--- Tu tarea ---
Responde con lo que dice el fragmento sobre el Atlético de Madrid:
(a) ¿Cuántos años de historia tiene el club?
(b) ¿En qué fecha y en qué estadio ganó el Atlético la final de Copa del Rey al Real Madrid?
(c) ¿Qué equipo visitó la capital para jugar contra el Madrid unos días antes de que se fundara el Atlético?

--- Fragmento del texto ---
'''
Una de esas aficiones es la del Atlético de Madrid. Sumida en sus 110 años de una historia similar a montaña rusa. Un sube y baja deportivo que nunca ha gozado de una estabilidad suficiente como para que sus seguidores puedan presumir sin recelo de un equipo que devuelve lo que los hinchas dan. Pros y contras envuelven a un club sin igual.
La memoria tiende a relacionar lo más actual con vivencias pasadas. De lo particular a lo general. Hoy en día los rojiblancos sonríen. Y lo hacen gracias a un hombre que llegó al banquillo del Manzanares cuando el barco iba a la deriva en una temporada que los más agoreros ya trataban de comparar con aquella fatídica del año 2000. Ese argentino no era nuevo en esos lares. Ya había estado de visita en el estadio Vicente Calderón. Pero de eso hablaremos más tarde.
El mayor gozo que se vive hoy al sur de la ciudad es la fecha del 17 de mayo de 2013. Santiago Bernabéu. El Atlético de Madrid rompía su maldición contra el eterno rival, en su campo y en una final de Copa del Rey. Vencía además en la prórroga, una bofetada a los que propugnaban un partido fácil para los blancos y una nueva derrota a las cuentas de unos colchoneros abocados a bajar la cabeza ante el Real Madrid. Un encuentro de mucha historia que va más allá de lo meramente futbolístico.
No había nacido aún el Atlético como institución cuando, unos días antes de su fundación, el Athletic Club visitó la capital para enfrentarse al Madrid. Ganaron los vascos, que no estuvieron contentos con las artes de los blancos. Eso, unido a la idea de aquellos estudiantes de la Escuela de Ingeniería de Minas madrileña, hizo replantearse el modo de crear un equipo que compitiera contra esos jugadores, contra el único grande de la capital. Más rivalidad. Ese sentimiento, no de odio, pero sí de incomprensión, fue el detonante para la existencia del Athletic Club madrileño. Y allí no sólo se reunieron vascos resentidos con aquel encuentro. También comenzaron a acercarse a ese modo de ver el fútbol ciudadanos de la propia capital que no sentían nada por el Madrid, deseosos de una alternativa.
'''
--- Entradas del conjunto ---
'''
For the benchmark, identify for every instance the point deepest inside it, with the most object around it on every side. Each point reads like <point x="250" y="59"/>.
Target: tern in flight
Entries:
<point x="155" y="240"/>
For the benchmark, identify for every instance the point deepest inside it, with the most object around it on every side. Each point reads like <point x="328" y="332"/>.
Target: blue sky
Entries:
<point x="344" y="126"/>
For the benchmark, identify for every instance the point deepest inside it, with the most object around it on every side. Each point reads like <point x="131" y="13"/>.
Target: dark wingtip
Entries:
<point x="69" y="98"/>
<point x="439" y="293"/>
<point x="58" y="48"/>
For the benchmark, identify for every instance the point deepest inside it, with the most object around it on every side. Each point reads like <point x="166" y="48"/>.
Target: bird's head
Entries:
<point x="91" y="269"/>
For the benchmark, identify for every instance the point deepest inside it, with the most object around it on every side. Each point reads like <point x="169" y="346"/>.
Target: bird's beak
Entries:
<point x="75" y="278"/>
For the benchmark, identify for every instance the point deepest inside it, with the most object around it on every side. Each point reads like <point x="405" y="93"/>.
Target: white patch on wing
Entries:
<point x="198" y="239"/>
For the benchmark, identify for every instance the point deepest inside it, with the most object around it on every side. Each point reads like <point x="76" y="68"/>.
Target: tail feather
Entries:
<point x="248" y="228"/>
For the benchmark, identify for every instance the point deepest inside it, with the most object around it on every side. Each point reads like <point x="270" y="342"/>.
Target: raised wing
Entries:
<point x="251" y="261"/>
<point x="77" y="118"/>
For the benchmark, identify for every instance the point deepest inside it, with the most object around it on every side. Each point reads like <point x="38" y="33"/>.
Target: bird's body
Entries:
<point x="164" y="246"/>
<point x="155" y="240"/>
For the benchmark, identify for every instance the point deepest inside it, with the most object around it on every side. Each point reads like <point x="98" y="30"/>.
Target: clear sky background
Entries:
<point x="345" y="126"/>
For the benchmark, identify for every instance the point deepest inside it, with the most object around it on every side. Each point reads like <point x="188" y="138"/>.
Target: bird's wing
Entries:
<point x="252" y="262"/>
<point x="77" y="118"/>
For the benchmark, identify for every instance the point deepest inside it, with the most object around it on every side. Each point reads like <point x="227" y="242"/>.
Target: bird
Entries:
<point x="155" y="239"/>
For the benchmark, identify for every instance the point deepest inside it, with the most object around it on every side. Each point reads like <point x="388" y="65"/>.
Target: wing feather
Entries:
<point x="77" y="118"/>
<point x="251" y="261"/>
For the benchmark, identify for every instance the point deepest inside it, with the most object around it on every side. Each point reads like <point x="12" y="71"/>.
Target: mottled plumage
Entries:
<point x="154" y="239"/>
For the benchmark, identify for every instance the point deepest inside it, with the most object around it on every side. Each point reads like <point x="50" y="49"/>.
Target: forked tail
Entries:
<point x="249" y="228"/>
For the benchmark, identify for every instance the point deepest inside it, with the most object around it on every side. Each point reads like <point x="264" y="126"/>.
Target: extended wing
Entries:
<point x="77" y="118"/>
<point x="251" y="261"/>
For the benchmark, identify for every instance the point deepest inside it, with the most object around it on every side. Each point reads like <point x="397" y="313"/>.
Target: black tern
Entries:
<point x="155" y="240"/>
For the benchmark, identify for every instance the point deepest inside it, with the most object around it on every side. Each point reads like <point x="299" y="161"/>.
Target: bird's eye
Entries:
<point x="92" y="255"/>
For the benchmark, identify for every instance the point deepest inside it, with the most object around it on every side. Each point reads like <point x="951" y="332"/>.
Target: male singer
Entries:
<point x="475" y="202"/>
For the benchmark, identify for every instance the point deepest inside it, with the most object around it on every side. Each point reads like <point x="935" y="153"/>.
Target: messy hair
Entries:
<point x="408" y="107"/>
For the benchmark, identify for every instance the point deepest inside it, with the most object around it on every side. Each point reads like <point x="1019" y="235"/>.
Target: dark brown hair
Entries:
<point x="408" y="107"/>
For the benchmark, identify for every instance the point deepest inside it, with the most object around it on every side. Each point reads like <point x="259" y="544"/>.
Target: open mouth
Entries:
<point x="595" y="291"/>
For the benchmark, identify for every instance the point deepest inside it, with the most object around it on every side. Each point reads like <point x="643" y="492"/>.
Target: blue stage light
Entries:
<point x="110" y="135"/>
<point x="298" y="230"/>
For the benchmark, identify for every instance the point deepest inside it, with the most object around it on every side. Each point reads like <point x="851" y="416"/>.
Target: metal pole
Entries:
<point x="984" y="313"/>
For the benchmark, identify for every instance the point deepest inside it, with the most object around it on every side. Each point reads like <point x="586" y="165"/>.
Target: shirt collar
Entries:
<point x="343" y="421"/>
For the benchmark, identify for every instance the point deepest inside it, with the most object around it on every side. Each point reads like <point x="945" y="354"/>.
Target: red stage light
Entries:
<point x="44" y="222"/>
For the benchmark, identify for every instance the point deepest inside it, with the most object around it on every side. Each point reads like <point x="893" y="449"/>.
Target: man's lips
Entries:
'''
--- Respuesta final ---
(a) 110 años.
(b) El 17 de mayo de 2013, en el Santiago Bernabéu.
(c) El Athletic Club.